─── Document passage ───

BY FAX, E-MAIL and U.S. MAIL
 
January 7, 2002

Mr. Wayne Nastri 
Regional Administrator
United States EPA, Region IX
75 Hawthorne Street
San Francisco, California 94105
Fax: 415-947-3588

Mr. Jack Broadbent                                        
Director, Air Division
United States Environmental Protection Agency
Region IX
75 Hawthorne Street
San Francisco, CA 94105-3901
Fax: 415-947-3579

Re: CBE Comments On EPA Posting of MVEB
 
Dear Mr. Nastri and Mr. Broadbent,
 
Introduction
 
Communities for a Better Environment (“CBE”) is a non-profit community based environmental justice organization working with low-income communities of color in California. We recently learned about the U.S. EPA’s intention to approve the Motor Vehicle Emission Budget (“MVEB”) as proposed in the Revised 2001 San Francisco Bay Area Ozone Attainment Plan for the 1-Hour National Ozone Standard (“Attainment Plan”). For the following reasons, CBE urges the EPA to reject the proposed MVEB.
 
As the EPA is aware, the MVEB provides the upper limit on the amount of motor vehicle emissions in the Bay Area to remain on course to achieving attainment of federal Clean Air Act standards. The MVEB, in conjunction with stationary source controls detailed in the plan, guide the emission control strategies needed to achieve the 1-Hour National Ozone Standard. This means that the mobile source emissions budget and the stationary source emissions budget are interdependent for timely attainment of the national ozone standard. If either category cannot provide the planned emission reductions, the other category must be modified to make up for that failure, otherwise timely attainment of federal Clean Air Act standards will not occur.
 
Because of the inherent connection between the MVEB and the stationary source planning assumptions, CBE is concerned with the indirect implications that would result from EPA’s approval of the MVEB. That is, by approving the MVEB portion of the plan, the EPA is tacitly accepting the State’s planning assumptions in the overall Attainment Plan. Additionally, the EPA’s approval of the MVEB along with the underlying planning assumptions, commits the agency to a definite course of action in the SIP approval process and conformity determination. That is, if the agency finds the MVEB appropriate resulting in a conformity determination based on that MVEB, it is an implicit acceptance of broader planning assumptions the SIP as well, meaning that it will likely approve the entire SIP with those planning assumptions, otherwise it will have to start the whole approval process over again. Such a result would be inappropriate given the deficiencies listed below. Furthermore, approval of a piece of the Attainment Plan constitutes approval of a revision of the Bay Area’s State Implementation Plan (“SIP”) subject to the SIP revision requirements under the Clean Air Act §110.

─── Items ───

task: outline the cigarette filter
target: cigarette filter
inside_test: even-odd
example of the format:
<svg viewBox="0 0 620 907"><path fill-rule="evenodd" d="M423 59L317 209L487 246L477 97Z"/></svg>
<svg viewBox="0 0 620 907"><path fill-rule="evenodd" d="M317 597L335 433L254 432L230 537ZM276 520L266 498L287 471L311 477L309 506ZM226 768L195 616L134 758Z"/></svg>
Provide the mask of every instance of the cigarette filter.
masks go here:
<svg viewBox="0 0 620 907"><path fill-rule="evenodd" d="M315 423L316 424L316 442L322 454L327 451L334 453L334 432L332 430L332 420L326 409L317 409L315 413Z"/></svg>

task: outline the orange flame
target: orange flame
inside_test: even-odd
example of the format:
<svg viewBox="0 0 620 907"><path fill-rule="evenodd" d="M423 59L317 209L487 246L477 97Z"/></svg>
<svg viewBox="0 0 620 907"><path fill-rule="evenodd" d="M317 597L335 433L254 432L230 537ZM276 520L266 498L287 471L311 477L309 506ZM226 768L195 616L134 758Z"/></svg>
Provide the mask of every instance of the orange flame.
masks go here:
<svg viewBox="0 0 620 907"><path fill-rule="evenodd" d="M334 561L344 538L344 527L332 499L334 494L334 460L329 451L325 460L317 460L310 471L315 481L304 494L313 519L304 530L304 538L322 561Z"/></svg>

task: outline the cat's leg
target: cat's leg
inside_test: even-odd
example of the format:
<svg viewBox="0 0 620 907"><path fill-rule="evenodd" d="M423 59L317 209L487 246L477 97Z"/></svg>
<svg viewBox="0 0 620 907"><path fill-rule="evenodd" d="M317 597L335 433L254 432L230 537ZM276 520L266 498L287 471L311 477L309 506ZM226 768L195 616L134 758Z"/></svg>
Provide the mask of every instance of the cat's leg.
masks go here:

───

Objective 1:
Summarize the CBE letter to the EPA in two sentences.
Objective 2:
In the CBE letter to the EPA, what does the MVEB provide?
Objective 3:
Carry the CBE letter to the EPA forward from its final sentence.
This material has no role in the work here.

Expected output 1:
Communities for a Better Environment, a non-profit environmental justice organization working with low-income communities of color in California, urges the EPA to reject the Motor Vehicle Emission Budget proposed in the Revised 2001 San Francisco Bay Area Ozone Attainment Plan. It argues that the mobile and stationary source budgets are interdependent, so approving the MVEB would tacitly accept the State's broader planning assumptions, commit the EPA to a course of action in the SIP approval and conformity determination, and constitute approval of a SIP revision subject to Clean Air Act §110.

Expected output 2:
The MVEB provides the upper limit on the amount of motor vehicle emissions in the Bay Area to remain on course to achieving attainment of federal Clean Air Act standards.

Expected output 3:
 
With these concerns in mind, CBE would like to point out significant legal and technical deficiencies in the Attainment Plan that make approval of the proposed motor vehicle emissions budget inappropriate at this time. Rather than approve the MVEB, we respectfully request the EPA to direct the State to modify the Attainment Plan to correct the following deficiencies or to reduce the MVEB to account for the following shortfalls.
 
Technical Deficiencies in the Attainment Plan’s Inventory and Estimated Reductions Call for a Significant Reduction in the MVEB
 
CBE and other groups have submitted numerous comment letters to relevant State agencies detailing the technical deficiencies in the Attainment Plan’s inventory estimates along with the estimated reductions from stationary source control measures in the Attainment Plan. We remain very concerned about the current quality of the inventory. Attached as Exhibit A is a body of documents we previously submitted which include many of our concerns. The following are examples of the inventory’s inaccuracies:

·   Flare emissions are underestimated: Flare emissions in the inventory assume 99% efficiency, with an associated 13 tons per day of Hydrocarbon emissions. However, it is standard EPA practice to assume 98% efficiency, which means double the remaining uncombusted hydrocarbons, or 26 tons per day. This means at least a 13 tpd shortfall exists in the flare emission inventory. In fact, flare emissions could be far higher. A BAAQMD engineer estimated emissions at 13 to 134 tons per day, based on flare efficiencies which could vary between 99% down to 90%.

The District made a decision to use the lowest end of this range. We also submitted evidence (included in our attachment) from EPA that flare emissions could go down as low as 60%. This would mean emissions 40 times as high as the amount included by the District in the inventory or 520 tpd (40 x 13 tpd). In addition to the EPA evidence, a Canadian flare study found that flare efficiency varies widely based on wind speed, as well as flare constituents. The District has made no provision in it’s inventory for any variation in flare efficiency below 99%. This is clearly incorrect.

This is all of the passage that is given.